The human body at its genetic core consists of enzymes
that
catalyze
reactions. These reactions generate compounds by consuming a set of
other compounds. Chemical molecules (drugs) that inhibit enzymes can
reduce or increase the generation of one or more compounds. The goal of
drug discovery is to derive chemical molecules that inhibit enzymes to
have a therapeutic effect by increasing or reducing the generation of
more or more target compounds while minimizing the negative effects
(side effects) on other important compounds. Currently this is done
mainly by testing a large number of molecules to inhibit enzymes using
high throughput screening. This is a very costly (more than US $800
million per drug) and inaccurate (90 to 95% of the drugs entering the
clinical development fail) process. New strategies to reduce the
attrition rates of drugs by considering toxicity as well as efficacy
prior to clinical study is sorely needed. Metabolic networks define the
relationships between enzymes and compounds. Although many models for
metabolic networks have been developed, they have not been used for
predicting the efficacy and the side effects of drugs.

□ □ □ □ □ □ □

WHAT IS EXPECTED
Answer these from the drug discovery text:
(a) What does the text give as the cost per drug of the current process?
(b) What share of drugs entering clinical development fail?
(c) What do metabolic networks define?

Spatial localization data
□ □ □ □ □ □ □

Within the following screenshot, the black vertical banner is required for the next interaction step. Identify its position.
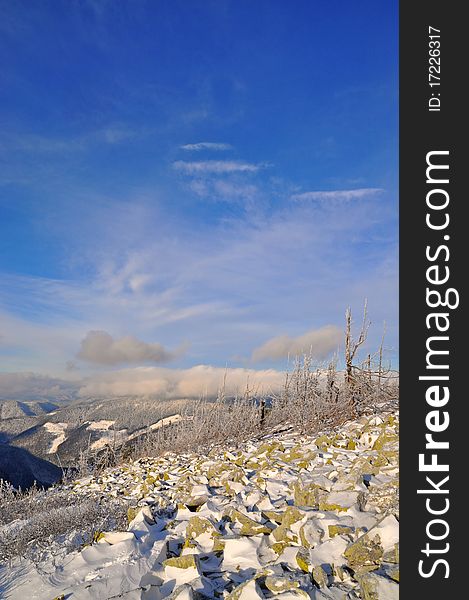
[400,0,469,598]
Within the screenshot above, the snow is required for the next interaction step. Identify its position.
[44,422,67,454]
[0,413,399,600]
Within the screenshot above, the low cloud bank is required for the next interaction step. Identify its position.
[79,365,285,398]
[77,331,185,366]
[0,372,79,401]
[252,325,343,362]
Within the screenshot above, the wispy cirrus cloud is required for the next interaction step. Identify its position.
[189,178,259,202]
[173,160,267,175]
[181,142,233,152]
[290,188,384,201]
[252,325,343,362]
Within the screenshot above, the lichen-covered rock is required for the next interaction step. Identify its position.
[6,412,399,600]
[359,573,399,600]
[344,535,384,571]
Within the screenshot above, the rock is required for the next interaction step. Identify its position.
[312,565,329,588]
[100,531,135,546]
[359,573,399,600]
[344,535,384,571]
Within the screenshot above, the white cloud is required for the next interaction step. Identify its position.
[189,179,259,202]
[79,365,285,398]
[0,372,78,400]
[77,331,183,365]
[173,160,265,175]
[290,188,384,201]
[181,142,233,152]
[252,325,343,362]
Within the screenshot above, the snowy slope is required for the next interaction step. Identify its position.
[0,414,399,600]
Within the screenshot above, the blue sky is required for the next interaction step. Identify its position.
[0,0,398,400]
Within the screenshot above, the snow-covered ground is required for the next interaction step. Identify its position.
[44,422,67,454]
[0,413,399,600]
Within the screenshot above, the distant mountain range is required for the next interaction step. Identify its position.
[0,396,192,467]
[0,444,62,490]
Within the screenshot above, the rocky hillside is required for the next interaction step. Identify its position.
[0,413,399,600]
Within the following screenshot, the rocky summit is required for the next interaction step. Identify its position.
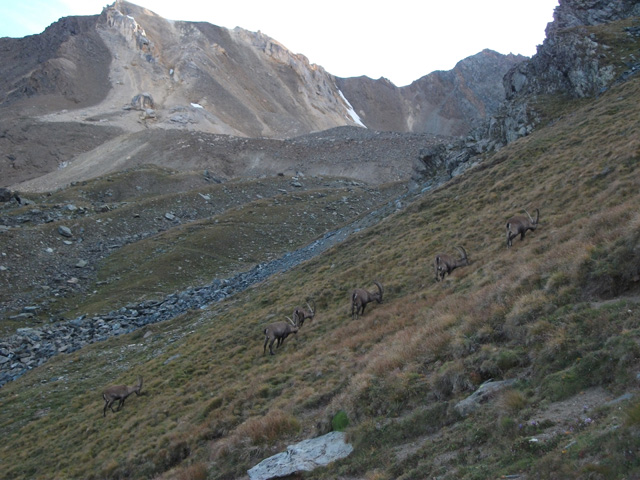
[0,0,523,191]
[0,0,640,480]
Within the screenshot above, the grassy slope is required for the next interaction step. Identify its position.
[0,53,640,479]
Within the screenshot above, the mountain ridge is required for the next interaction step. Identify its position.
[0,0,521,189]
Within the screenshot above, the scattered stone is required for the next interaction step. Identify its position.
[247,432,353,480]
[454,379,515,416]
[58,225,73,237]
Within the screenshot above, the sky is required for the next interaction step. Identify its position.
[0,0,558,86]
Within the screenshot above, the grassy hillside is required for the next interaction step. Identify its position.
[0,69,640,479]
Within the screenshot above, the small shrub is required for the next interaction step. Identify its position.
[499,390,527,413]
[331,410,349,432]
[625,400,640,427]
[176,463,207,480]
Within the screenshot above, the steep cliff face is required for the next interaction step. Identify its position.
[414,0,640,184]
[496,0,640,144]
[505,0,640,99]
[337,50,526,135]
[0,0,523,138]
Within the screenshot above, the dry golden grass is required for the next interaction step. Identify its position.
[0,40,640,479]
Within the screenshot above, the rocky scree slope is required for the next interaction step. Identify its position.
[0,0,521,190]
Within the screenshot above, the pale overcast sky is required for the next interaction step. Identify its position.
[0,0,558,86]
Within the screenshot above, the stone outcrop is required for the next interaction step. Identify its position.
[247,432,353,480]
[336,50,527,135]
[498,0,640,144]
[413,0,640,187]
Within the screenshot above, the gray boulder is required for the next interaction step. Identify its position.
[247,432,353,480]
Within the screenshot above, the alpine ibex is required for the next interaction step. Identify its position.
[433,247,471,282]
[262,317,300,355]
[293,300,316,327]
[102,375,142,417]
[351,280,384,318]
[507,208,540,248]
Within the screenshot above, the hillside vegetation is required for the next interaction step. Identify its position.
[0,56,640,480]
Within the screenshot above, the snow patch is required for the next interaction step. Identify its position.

□ □ □ □ □ □ □

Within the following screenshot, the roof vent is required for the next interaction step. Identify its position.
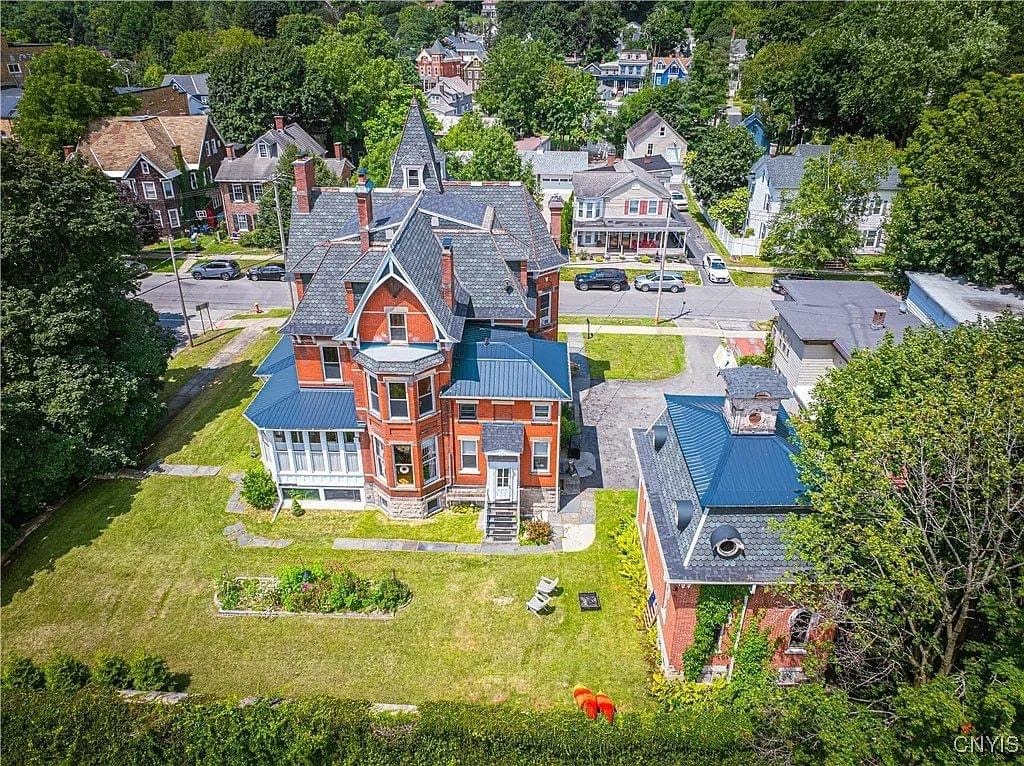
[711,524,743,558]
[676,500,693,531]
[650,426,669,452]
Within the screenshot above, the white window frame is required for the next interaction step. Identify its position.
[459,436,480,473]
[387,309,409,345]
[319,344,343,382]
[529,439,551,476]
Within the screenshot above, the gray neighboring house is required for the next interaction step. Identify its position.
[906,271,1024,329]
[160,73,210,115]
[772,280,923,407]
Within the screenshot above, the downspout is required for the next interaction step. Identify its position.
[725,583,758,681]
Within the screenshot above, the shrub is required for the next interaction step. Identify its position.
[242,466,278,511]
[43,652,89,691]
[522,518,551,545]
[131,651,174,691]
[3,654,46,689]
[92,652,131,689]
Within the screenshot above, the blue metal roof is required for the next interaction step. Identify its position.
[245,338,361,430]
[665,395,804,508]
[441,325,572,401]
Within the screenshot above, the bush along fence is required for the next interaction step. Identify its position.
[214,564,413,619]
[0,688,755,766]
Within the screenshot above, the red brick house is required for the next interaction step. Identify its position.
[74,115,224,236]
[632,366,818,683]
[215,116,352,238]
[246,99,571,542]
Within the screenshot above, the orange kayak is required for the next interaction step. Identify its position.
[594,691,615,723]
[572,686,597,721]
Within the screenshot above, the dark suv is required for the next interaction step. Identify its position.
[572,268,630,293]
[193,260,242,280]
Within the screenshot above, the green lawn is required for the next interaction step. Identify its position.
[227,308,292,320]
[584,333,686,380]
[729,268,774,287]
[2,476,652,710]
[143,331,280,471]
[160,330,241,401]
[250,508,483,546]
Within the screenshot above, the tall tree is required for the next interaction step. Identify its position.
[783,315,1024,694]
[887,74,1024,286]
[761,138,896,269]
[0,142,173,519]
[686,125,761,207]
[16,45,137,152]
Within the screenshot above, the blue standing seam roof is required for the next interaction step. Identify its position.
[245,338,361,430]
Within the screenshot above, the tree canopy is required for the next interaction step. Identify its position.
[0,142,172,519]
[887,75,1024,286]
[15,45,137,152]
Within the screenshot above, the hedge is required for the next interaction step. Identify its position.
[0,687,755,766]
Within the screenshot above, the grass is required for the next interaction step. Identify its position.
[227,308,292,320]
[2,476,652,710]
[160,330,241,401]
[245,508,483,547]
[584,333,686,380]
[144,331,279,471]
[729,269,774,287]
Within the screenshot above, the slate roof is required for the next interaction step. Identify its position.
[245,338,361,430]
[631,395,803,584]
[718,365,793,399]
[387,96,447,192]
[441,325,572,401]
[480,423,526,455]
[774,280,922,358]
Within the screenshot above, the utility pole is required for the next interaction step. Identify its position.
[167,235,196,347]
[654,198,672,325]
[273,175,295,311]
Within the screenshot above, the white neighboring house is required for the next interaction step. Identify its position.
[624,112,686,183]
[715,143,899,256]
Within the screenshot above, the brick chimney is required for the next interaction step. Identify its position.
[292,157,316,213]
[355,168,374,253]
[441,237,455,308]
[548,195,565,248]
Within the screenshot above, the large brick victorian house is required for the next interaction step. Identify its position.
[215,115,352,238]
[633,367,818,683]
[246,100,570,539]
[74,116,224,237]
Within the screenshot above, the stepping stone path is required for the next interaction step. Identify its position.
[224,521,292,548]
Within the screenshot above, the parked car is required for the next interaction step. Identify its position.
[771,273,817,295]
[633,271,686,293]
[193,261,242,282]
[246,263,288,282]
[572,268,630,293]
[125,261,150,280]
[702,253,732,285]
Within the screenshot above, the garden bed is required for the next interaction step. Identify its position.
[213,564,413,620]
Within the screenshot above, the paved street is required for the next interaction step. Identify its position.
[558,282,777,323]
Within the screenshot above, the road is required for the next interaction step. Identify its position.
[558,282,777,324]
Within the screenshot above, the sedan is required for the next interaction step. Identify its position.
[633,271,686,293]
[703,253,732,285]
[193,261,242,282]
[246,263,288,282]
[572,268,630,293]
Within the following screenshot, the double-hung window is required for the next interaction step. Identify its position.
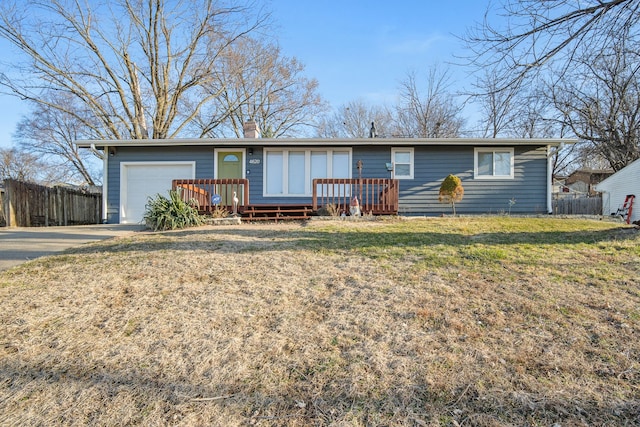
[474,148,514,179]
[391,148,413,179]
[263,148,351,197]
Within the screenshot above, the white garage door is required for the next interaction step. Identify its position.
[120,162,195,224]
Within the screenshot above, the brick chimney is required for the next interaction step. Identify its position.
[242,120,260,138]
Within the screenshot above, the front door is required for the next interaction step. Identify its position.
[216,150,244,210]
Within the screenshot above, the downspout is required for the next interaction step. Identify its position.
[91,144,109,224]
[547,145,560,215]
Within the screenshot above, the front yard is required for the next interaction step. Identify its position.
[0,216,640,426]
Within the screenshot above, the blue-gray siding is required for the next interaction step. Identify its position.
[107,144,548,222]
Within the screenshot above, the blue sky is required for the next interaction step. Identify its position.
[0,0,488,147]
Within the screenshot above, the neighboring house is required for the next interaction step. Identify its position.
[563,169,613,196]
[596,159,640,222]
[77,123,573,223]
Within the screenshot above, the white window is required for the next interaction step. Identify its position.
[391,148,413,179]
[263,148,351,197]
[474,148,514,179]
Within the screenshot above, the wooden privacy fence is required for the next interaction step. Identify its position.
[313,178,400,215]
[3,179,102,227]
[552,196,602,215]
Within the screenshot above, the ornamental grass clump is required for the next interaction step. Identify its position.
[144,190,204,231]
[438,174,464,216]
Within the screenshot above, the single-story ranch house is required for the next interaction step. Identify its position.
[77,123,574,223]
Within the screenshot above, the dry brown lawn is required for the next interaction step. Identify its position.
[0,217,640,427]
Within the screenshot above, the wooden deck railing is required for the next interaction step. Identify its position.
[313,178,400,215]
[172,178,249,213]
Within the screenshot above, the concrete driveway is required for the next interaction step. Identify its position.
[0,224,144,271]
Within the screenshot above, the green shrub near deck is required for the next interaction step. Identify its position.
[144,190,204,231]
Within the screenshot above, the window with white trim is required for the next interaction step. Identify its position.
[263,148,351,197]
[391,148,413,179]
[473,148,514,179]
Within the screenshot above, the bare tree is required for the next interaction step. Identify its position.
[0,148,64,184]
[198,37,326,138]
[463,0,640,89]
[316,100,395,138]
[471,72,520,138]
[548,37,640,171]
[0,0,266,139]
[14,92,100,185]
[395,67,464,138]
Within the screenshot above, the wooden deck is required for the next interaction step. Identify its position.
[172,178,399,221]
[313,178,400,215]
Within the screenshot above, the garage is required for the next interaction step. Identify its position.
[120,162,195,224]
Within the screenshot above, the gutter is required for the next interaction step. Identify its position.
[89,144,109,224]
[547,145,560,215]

□ □ □ □ □ □ □

SOLUTION TO THE EXERCISE
(a) More than US $800 million per drug.
(b) 90 to 95%.
(c) The relationships between enzymes and compounds.